Exercise: Print out each entry below exactly, please.

>> Start Data for this task

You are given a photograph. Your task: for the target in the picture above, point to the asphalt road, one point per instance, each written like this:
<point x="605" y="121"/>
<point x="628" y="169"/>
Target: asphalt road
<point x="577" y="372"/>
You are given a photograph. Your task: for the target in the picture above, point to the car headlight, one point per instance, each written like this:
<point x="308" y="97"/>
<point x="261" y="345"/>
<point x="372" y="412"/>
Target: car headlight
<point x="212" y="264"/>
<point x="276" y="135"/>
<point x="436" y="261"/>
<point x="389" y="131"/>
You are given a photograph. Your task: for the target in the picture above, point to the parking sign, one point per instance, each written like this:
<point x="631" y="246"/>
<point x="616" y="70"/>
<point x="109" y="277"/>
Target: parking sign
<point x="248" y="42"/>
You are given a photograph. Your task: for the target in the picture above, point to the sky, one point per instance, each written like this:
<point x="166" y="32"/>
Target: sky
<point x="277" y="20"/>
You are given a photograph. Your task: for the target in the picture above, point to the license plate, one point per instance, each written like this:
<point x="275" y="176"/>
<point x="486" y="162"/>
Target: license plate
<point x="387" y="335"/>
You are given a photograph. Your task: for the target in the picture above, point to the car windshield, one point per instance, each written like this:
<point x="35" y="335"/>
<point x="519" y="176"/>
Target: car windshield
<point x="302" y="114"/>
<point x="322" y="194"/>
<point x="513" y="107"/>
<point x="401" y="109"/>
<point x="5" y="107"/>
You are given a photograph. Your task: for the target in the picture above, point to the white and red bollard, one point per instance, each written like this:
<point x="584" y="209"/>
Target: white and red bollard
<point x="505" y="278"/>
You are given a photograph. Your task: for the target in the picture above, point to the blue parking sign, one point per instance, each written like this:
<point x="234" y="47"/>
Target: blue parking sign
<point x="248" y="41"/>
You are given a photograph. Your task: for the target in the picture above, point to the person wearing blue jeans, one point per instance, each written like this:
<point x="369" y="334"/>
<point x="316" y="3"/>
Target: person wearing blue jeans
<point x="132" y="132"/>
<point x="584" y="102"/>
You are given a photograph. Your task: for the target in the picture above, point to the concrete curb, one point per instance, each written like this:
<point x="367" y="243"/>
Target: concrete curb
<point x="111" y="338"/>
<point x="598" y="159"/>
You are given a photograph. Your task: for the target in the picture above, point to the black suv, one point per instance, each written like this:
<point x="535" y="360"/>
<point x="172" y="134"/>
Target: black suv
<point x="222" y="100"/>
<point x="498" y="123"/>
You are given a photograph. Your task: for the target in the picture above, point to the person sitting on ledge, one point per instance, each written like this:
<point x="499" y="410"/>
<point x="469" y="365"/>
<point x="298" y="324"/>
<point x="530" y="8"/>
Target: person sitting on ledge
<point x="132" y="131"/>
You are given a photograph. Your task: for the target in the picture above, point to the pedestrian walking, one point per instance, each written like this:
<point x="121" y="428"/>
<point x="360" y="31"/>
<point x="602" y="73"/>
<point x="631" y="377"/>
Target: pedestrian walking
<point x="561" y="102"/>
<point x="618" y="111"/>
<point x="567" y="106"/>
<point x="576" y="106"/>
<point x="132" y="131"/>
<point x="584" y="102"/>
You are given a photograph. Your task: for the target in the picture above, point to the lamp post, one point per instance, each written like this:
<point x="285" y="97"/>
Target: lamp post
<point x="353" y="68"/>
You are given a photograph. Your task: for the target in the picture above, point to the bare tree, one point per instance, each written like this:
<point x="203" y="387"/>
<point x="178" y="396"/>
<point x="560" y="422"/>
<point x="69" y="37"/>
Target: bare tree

>> End Data for this task

Solution:
You are given a photograph. Your task: for the target in the picture above, point to the asphalt road, one point per instance, each written like this:
<point x="605" y="121"/>
<point x="628" y="169"/>
Target: asphalt road
<point x="577" y="372"/>
You are given a photograph. Your task: for the target in the picture above, point to the car headlight, one point per instance, each written like this:
<point x="308" y="97"/>
<point x="261" y="345"/>
<point x="372" y="412"/>
Target: car headlight
<point x="212" y="264"/>
<point x="276" y="135"/>
<point x="436" y="261"/>
<point x="389" y="131"/>
You are given a photograph. Your task: for the target in the picture above, point to the parking sign, one point per instance, each written like this:
<point x="631" y="246"/>
<point x="616" y="70"/>
<point x="109" y="277"/>
Target: parking sign
<point x="248" y="42"/>
You are given a photograph. Your task: for the target in the picture above, point to the sky, one point per instance, each written like this:
<point x="166" y="32"/>
Target: sky
<point x="277" y="20"/>
You are given a photograph. Your task: for the target in the picture above, point to the license plate, one point per instance, each written like this:
<point x="275" y="176"/>
<point x="486" y="162"/>
Target: license plate
<point x="387" y="335"/>
You are given a photograph. Your task: for the target in the picture above, point to the car windshield, one point per instance, each written like this:
<point x="35" y="335"/>
<point x="519" y="176"/>
Target: car windshield
<point x="302" y="114"/>
<point x="322" y="194"/>
<point x="513" y="107"/>
<point x="401" y="109"/>
<point x="5" y="107"/>
You are given a photograph. Your task: for the target in the picture above, point to the white and red bollard, one point per instance, each written like this:
<point x="584" y="209"/>
Target: white and red bollard
<point x="505" y="278"/>
You are given a photograph. Your task: for the target in the picture above, point to the blue parking sign, one point per instance, each written like this:
<point x="234" y="47"/>
Target: blue parking sign
<point x="248" y="41"/>
You are given a photograph. Your task: for the target in the picture above, point to the person wearing blue jeans, one point per instance, each written like this:
<point x="369" y="334"/>
<point x="316" y="3"/>
Target: person wearing blue jeans
<point x="132" y="132"/>
<point x="584" y="102"/>
You are given a photograph. Your task: for the target in the picture above, point to the concrete curb, one point per instance, each written like this:
<point x="367" y="243"/>
Target: concrete curb
<point x="111" y="338"/>
<point x="598" y="159"/>
You are given a photograph. Your task: for the target in the picture above, point to the black suv, one point per instance, each written like this:
<point x="535" y="360"/>
<point x="172" y="134"/>
Target: black suv
<point x="222" y="100"/>
<point x="498" y="123"/>
You are given a photograph. Your task: for the target in the picture above, point to the person sitting on ledge, one point per instance, each written like this:
<point x="499" y="410"/>
<point x="469" y="365"/>
<point x="298" y="324"/>
<point x="530" y="8"/>
Target: person sitting on ledge
<point x="132" y="131"/>
You are given a photograph. Your task: for the target in the picture above, point to the pedestrian walking, one point per instance, each written like this:
<point x="121" y="428"/>
<point x="360" y="31"/>
<point x="602" y="73"/>
<point x="631" y="377"/>
Target: pedestrian walking
<point x="561" y="102"/>
<point x="618" y="111"/>
<point x="567" y="106"/>
<point x="576" y="106"/>
<point x="132" y="131"/>
<point x="584" y="102"/>
You are given a photograph. Your task: for the target in the picture above, point to the lamp post, one point per instance, each written like this:
<point x="285" y="97"/>
Target: lamp post
<point x="353" y="68"/>
You are given a photograph. Your task: for the target in the picture above, point to the bare tree, one point per instance, each written like this:
<point x="203" y="387"/>
<point x="178" y="396"/>
<point x="560" y="422"/>
<point x="69" y="37"/>
Target: bare tree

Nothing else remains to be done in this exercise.